### Task brief:
Starting at the line containing "girl's nose -> outlines, every instance" and going through the final line below, put each line into a JSON list as a separate string, skipping blank lines.

### Material to process:
BEGIN

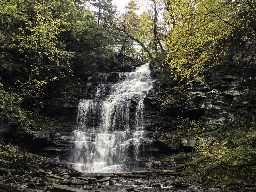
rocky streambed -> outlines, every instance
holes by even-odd
[[[242,181],[225,184],[196,180],[180,173],[179,169],[129,173],[82,173],[59,168],[44,169],[21,174],[18,170],[1,168],[0,192],[256,191],[256,185]]]

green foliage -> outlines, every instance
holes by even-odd
[[[178,123],[176,127],[183,136],[200,134],[205,130],[204,128],[202,127],[196,121],[182,117],[178,117],[177,120]]]
[[[19,105],[22,94],[8,92],[0,87],[0,123],[22,123],[25,114]]]
[[[245,178],[248,177],[248,173],[251,173],[252,177],[255,175],[255,133],[247,134],[245,138],[232,141],[236,143],[238,147],[232,146],[228,140],[209,141],[201,138],[196,148],[198,153],[197,161],[204,165],[203,172],[208,179],[226,180],[234,177]]]
[[[162,88],[161,84],[158,86],[157,101],[161,106],[167,107],[171,105],[176,108],[186,108],[192,102],[193,99],[188,92],[183,91],[184,87],[179,85],[170,88]]]
[[[192,84],[213,65],[255,64],[255,1],[175,0],[166,15],[166,63],[172,77]],[[230,64],[227,64],[229,62]],[[164,65],[163,65],[163,66]]]
[[[18,147],[0,143],[0,166],[12,169],[24,169],[38,168],[46,159],[23,151]]]

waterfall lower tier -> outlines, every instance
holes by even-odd
[[[80,102],[70,141],[72,168],[122,172],[149,166],[141,162],[151,156],[151,141],[143,130],[143,100],[153,82],[150,72],[146,64],[120,73],[119,83],[99,84],[95,99]],[[136,111],[132,111],[132,102]]]

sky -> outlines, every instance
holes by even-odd
[[[118,11],[124,12],[124,8],[130,0],[113,0],[114,4],[117,6]]]

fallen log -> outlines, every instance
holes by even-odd
[[[88,191],[52,183],[50,186],[50,192],[88,192]]]
[[[185,163],[184,164],[181,164],[181,165],[179,165],[174,166],[174,167],[171,167],[170,168],[168,168],[168,169],[165,169],[164,170],[171,170],[172,169],[181,169],[181,168],[183,168],[184,167],[186,167],[186,166],[188,166],[188,165],[192,165],[192,164],[193,164],[193,163],[194,162],[193,161],[191,161],[190,162],[189,162],[188,163]]]
[[[132,174],[138,174],[139,175],[150,175],[153,173],[161,173],[163,172],[178,172],[178,170],[175,169],[173,169],[171,170],[158,170],[157,171],[144,171],[142,172],[133,172]]]
[[[12,173],[12,175],[18,175],[20,172],[18,169],[9,169],[0,167],[0,175],[1,175],[3,174],[6,175],[10,173]]]
[[[12,184],[0,184],[0,192],[42,192],[42,191],[28,189]]]
[[[158,174],[160,175],[171,175],[172,176],[179,176],[179,177],[188,176],[188,175],[186,175],[186,174],[180,174],[174,173],[159,173]]]
[[[128,177],[130,178],[138,178],[140,179],[146,179],[146,176],[138,174],[131,174],[129,173],[112,173],[113,174],[117,175],[122,177]]]

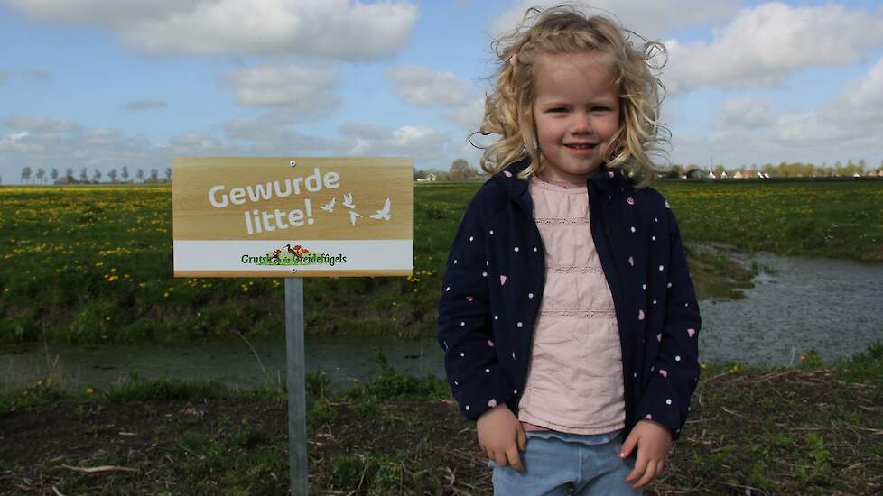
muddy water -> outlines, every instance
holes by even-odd
[[[815,349],[824,361],[849,357],[883,339],[883,264],[782,257],[732,255],[769,267],[739,300],[703,300],[700,359],[787,364]],[[153,379],[215,378],[229,386],[256,388],[283,381],[283,338],[205,346],[42,346],[0,354],[0,386],[29,383],[50,372],[70,388],[102,387],[135,372]],[[307,338],[306,368],[327,372],[336,387],[378,370],[380,348],[393,367],[412,374],[443,377],[434,338]]]

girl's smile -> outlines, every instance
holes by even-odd
[[[612,72],[596,52],[545,55],[537,64],[534,120],[544,179],[585,184],[619,128]]]

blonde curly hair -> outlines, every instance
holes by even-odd
[[[498,134],[500,139],[487,147],[476,145],[484,149],[481,168],[493,174],[529,156],[530,165],[518,177],[527,179],[543,171],[533,113],[534,67],[546,54],[597,51],[610,60],[620,104],[619,128],[602,151],[605,164],[638,179],[639,188],[653,182],[659,170],[650,154],[665,154],[671,133],[659,122],[665,90],[651,69],[665,65],[665,60],[658,66],[653,62],[667,52],[662,43],[644,38],[638,50],[629,41],[630,34],[640,38],[608,17],[586,16],[570,5],[529,8],[514,31],[491,44],[499,62],[497,83],[485,97],[484,117],[476,133]],[[470,142],[476,133],[469,135]]]

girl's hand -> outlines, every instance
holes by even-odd
[[[506,403],[482,413],[475,430],[479,435],[479,445],[488,458],[496,461],[500,467],[512,465],[516,472],[524,471],[518,450],[525,451],[527,436]]]
[[[634,489],[640,489],[662,473],[668,451],[672,448],[672,434],[662,424],[653,420],[639,420],[622,444],[619,457],[625,459],[628,456],[636,445],[637,457],[635,469],[626,477],[626,482],[632,483],[640,477],[637,483],[632,486]]]

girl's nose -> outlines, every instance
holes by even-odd
[[[591,133],[591,119],[587,114],[577,113],[573,115],[573,126],[571,132],[574,134]]]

END

### Response:
[
  "girl's nose -> outlines, every instance",
  "holes by even-odd",
  "[[[591,133],[591,119],[587,114],[577,113],[573,115],[573,126],[571,132],[574,134]]]"
]